[Records drawn from a dataset]
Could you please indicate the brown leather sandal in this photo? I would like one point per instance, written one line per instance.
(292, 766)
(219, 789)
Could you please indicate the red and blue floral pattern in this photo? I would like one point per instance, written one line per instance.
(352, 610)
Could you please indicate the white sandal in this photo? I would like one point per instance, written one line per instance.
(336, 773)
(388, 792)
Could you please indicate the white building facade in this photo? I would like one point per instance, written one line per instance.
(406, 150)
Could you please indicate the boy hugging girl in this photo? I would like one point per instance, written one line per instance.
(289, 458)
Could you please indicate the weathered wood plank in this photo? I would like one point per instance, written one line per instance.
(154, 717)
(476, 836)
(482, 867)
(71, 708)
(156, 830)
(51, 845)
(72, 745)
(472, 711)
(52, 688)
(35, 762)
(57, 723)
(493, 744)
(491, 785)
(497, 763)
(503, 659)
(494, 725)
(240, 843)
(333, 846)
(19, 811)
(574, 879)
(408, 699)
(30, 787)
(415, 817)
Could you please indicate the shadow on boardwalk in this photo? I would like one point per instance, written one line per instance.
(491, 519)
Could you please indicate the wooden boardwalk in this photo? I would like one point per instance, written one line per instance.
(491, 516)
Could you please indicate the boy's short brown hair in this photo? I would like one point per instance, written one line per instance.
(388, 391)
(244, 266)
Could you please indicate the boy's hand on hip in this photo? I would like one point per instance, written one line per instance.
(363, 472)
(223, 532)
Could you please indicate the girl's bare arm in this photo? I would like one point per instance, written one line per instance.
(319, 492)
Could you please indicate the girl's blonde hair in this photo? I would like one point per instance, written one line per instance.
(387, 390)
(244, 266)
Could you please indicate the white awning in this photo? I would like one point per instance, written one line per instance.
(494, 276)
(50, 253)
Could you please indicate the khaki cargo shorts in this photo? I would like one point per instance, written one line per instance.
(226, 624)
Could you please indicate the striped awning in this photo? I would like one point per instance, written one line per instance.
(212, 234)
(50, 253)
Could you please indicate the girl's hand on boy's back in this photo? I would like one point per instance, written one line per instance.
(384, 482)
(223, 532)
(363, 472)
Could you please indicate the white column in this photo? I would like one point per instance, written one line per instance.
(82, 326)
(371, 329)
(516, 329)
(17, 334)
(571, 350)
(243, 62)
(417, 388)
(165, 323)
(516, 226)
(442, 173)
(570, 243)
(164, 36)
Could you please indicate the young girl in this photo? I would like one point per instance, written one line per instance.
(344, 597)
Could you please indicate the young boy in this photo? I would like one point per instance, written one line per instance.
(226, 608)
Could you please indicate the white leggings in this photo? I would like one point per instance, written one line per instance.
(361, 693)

WHAT IS REQUIRED:
The line with "Could you please indicate the white leggings" marks where to start. Transcribe from there through the final line of the records, exactly and with nothing added.

SOLVED EXERCISE:
Could you please indicate the white leggings in this photo? I would like one point per instance, written one line per instance.
(361, 693)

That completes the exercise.